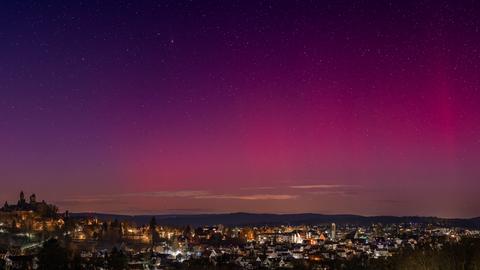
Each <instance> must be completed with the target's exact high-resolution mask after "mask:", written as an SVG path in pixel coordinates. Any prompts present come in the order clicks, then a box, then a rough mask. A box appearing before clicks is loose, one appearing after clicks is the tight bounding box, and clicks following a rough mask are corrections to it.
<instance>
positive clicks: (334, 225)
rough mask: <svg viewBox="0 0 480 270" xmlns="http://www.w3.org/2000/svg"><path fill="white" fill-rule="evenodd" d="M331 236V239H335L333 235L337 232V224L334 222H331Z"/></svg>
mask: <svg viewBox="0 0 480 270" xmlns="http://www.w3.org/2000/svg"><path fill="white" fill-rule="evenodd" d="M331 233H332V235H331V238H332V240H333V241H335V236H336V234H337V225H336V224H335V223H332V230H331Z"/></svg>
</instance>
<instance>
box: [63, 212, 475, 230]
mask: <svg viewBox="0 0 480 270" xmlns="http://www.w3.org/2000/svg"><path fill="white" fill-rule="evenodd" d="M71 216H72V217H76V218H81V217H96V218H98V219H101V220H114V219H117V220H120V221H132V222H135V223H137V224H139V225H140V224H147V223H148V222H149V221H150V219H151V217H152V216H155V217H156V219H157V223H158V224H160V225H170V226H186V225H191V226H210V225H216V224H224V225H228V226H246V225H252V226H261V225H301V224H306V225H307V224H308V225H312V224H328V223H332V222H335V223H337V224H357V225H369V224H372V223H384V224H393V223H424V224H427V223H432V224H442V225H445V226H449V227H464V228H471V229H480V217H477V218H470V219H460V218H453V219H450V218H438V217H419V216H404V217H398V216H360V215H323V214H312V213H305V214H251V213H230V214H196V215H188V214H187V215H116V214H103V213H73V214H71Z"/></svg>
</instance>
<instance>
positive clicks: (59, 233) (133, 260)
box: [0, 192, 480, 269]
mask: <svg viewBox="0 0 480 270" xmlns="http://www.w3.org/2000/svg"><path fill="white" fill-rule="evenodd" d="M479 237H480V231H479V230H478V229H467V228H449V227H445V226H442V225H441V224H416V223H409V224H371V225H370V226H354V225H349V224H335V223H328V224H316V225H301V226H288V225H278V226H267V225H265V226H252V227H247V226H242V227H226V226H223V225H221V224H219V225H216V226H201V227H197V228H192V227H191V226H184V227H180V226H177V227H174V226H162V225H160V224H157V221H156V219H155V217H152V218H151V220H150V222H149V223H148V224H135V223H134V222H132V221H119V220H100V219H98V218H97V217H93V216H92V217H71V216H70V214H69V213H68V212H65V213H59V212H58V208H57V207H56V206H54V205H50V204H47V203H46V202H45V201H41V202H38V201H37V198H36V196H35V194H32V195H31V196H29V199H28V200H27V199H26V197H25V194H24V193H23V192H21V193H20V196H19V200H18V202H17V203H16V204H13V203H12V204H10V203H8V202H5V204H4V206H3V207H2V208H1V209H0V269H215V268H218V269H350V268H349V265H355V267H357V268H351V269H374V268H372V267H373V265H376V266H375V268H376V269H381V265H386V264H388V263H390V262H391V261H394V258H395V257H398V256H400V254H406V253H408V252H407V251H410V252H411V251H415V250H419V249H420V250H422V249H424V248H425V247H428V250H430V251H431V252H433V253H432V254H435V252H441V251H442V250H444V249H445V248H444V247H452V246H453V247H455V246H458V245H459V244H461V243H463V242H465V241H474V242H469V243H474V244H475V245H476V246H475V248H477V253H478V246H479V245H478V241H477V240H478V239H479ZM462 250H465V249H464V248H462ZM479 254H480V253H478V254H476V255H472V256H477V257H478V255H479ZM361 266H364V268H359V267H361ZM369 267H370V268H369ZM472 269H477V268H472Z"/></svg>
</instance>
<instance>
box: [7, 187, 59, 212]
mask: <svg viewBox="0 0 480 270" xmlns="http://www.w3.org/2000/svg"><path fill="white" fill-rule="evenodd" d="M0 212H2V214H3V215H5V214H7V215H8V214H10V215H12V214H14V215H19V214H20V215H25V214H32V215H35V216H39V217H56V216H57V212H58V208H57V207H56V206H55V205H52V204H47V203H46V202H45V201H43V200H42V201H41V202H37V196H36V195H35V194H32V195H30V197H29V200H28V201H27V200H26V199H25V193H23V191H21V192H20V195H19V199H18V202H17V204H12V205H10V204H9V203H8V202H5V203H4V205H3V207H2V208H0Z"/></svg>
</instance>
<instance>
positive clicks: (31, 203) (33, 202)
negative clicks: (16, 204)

+++++

Exercise requirements →
Write out all the records exactly, omitting the images.

Solution to the problem →
Each <instance> must be completed with the target's exact high-resolution mask after "mask:", written as an SVG path in pixel coordinates. Any prompts present come in the order clicks, then a box, then a rough mask. A box appearing before clicks is loose, one appearing after clicks is the tight bounding box, and clicks following a rough mask are corrections to it.
<instance>
positive clicks: (334, 225)
rough mask: <svg viewBox="0 0 480 270" xmlns="http://www.w3.org/2000/svg"><path fill="white" fill-rule="evenodd" d="M331 236V239H335L333 235L337 232V224L334 222H331Z"/></svg>
mask: <svg viewBox="0 0 480 270" xmlns="http://www.w3.org/2000/svg"><path fill="white" fill-rule="evenodd" d="M331 233H332V235H331V238H332V240H333V241H335V236H336V234H337V225H336V224H335V223H332V230H331Z"/></svg>
</instance>
<instance>
box: [63, 212, 475, 230]
mask: <svg viewBox="0 0 480 270" xmlns="http://www.w3.org/2000/svg"><path fill="white" fill-rule="evenodd" d="M71 216H72V217H76V218H81V217H96V218H98V219H101V220H114V219H117V220H120V221H132V222H135V223H137V224H139V225H140V224H147V223H148V222H149V221H150V219H151V217H152V216H155V217H156V219H157V223H158V224H160V225H170V226H186V225H191V226H210V225H216V224H224V225H228V226H246V225H252V226H261V225H301V224H306V225H307V224H308V225H312V224H328V223H332V222H335V223H337V224H357V225H369V224H372V223H384V224H393V223H424V224H427V223H432V224H442V225H445V226H449V227H464V228H471V229H480V217H477V218H470V219H460V218H453V219H450V218H438V217H419V216H404V217H398V216H360V215H323V214H312V213H305V214H251V213H230V214H196V215H188V214H187V215H116V214H103V213H73V214H71Z"/></svg>
</instance>
<instance>
positive clicks: (59, 233) (133, 260)
box: [0, 192, 480, 269]
mask: <svg viewBox="0 0 480 270" xmlns="http://www.w3.org/2000/svg"><path fill="white" fill-rule="evenodd" d="M479 237H480V231H479V230H478V229H467V228H449V227H445V226H442V225H441V224H416V223H409V224H371V225H370V226H354V225H349V224H335V223H328V224H316V225H301V226H288V225H278V226H267V225H265V226H252V227H247V226H242V227H226V226H223V225H221V224H219V225H216V226H201V227H197V228H192V227H191V226H184V227H180V226H177V227H174V226H162V225H160V224H157V221H156V219H155V217H152V218H151V220H150V222H149V223H148V224H135V223H134V222H132V221H119V220H100V219H98V218H97V217H93V216H92V217H71V216H70V214H69V213H68V212H65V213H59V212H58V208H57V207H56V206H54V205H50V204H47V203H46V202H45V201H41V202H38V201H37V198H36V196H35V194H32V195H31V196H29V199H28V200H27V199H26V197H25V194H24V193H23V192H21V193H20V196H19V200H18V202H17V203H16V204H13V203H12V204H10V203H8V202H5V204H4V206H3V207H2V208H1V209H0V269H215V268H218V269H350V268H349V265H355V267H357V268H351V269H374V268H372V267H373V265H376V266H375V268H376V269H381V265H386V264H388V263H390V262H391V261H394V258H395V257H398V256H400V254H406V253H408V252H407V251H410V252H411V251H415V250H419V249H420V250H422V249H424V248H425V247H428V250H430V251H431V252H433V253H432V254H435V252H441V251H442V250H444V249H445V248H444V247H452V246H453V247H455V246H458V245H459V244H461V243H463V242H465V241H474V242H469V243H474V244H475V245H476V246H475V248H477V253H478V246H479V245H478V241H477V240H478V239H479ZM462 250H465V249H464V248H462ZM479 254H480V253H478V254H476V255H472V256H477V257H478V255H479ZM361 266H364V268H359V267H361ZM369 267H370V268H369ZM472 269H477V268H472Z"/></svg>
</instance>
<instance>
box: [7, 187, 59, 212]
mask: <svg viewBox="0 0 480 270" xmlns="http://www.w3.org/2000/svg"><path fill="white" fill-rule="evenodd" d="M0 212H2V214H3V215H5V214H7V215H8V214H10V215H12V214H14V215H19V214H20V215H25V214H32V215H35V216H39V217H56V216H57V212H58V208H57V207H56V206H55V205H52V204H47V203H46V202H45V201H43V200H42V201H41V202H37V196H36V195H35V194H32V195H30V197H29V200H28V201H27V200H26V199H25V193H23V191H21V192H20V195H19V199H18V202H17V204H12V205H10V204H9V203H8V202H5V203H4V205H3V207H2V208H0Z"/></svg>
</instance>
<instance>
positive clicks: (31, 203) (33, 202)
negative clicks: (16, 204)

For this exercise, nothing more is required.